EXERCISE DESCRIPTION —
Copy every one of the rows below character for character, changing nothing.

RECORDS TO PROCESS —
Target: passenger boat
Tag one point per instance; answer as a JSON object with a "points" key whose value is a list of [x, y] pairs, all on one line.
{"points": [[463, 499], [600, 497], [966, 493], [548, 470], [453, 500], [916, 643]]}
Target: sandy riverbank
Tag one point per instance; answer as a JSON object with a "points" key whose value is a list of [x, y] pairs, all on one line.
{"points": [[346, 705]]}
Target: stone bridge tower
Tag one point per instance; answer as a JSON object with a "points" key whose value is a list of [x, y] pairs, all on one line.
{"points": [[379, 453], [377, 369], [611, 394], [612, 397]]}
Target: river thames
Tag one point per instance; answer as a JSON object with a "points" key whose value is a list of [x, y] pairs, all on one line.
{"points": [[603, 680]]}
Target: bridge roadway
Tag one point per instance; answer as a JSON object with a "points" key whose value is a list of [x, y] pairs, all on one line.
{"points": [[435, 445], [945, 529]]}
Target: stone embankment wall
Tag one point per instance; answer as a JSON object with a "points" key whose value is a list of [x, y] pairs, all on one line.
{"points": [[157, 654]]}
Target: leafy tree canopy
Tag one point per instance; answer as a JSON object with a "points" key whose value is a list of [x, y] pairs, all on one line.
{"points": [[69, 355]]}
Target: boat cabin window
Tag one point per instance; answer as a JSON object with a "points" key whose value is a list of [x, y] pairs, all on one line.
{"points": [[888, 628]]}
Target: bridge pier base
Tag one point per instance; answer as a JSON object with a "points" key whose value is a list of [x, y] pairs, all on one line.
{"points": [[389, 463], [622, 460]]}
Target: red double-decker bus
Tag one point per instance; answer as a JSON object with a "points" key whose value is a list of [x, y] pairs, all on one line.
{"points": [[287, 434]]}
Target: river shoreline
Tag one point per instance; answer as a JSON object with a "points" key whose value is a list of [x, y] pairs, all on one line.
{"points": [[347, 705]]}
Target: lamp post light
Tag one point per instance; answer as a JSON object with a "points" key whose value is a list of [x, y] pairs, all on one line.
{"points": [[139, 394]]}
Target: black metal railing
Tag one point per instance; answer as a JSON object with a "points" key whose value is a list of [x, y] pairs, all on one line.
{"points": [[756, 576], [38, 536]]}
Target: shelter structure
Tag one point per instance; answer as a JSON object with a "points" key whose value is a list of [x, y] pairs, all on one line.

RESPONSE —
Target: passenger boat
Tag one point per instance; answer as a JSON object with a "points" key whose value is a list of [x, y] pairs, all on one line.
{"points": [[463, 499], [600, 497], [966, 493], [548, 470], [453, 500], [916, 643]]}
Target: sandy riverbank
Tag one point per instance; answer as a JSON object with a "points" key whose value is a list of [x, y] pairs, all on one line.
{"points": [[346, 705]]}
Target: stone bridge tower
Tag one point per instance; answer as a JSON object with a "points" key whose value is a list of [x, y] pairs, all on one line.
{"points": [[379, 453], [377, 369], [611, 394], [612, 397]]}
Target: river thames
Tag one point per instance; answer as a JSON object with a "points" key whose value is a list of [x, y] pairs, all on one line.
{"points": [[603, 680]]}
Target: bridge roadway
Tag one point per instance; answer as a JSON object with a "points" key whose value is a list of [x, y] pairs, all on one line.
{"points": [[435, 445], [945, 529]]}
Target: stone embankment wall
Tag one point per instance; answer as a JSON object with a "points" key whose value is a list of [x, y] pairs, all on one line.
{"points": [[157, 654]]}
Target: leafy tree canopy
Tag one point per instance; answer as a JSON object with a "points" key whose value is a list of [x, y] pairs, all on one line.
{"points": [[69, 355]]}
Target: boat cabin window
Tag one point per instance; answer as a JSON object with a "points" key whose value is a list of [x, y] pairs, all on one line.
{"points": [[888, 628]]}
Target: bridge pier base
Tag one point per instance; answer as a JSON object with a "points" key whose value is a list of [x, y] pairs, all on one line.
{"points": [[389, 463], [622, 460]]}
Target: red double-decker bus
Tag one point per instance; answer as a JSON object with a "points" key whose value is a list of [x, y] pairs, all on one line.
{"points": [[287, 434]]}
Target: river shoreline
Tag one point per instance; answer as a JSON object with a "points" key whose value is a list of [x, y] pairs, all on one line.
{"points": [[347, 705]]}
Target: lamp post light
Tag one point per instance; answer as a JSON object with a "points" key whose value is a list of [x, y] pairs, all on one line.
{"points": [[139, 394]]}
Target: black metal railing
Tag one point per instance; answer as a JSON object with a "points" key whose value is a list of [x, y] pairs, all on one line.
{"points": [[756, 576], [38, 536]]}
Target: shelter structure
Tag one point per instance; answer as a JSON object with a "points" key whose value is a list of [x, y] pairs, all on one line.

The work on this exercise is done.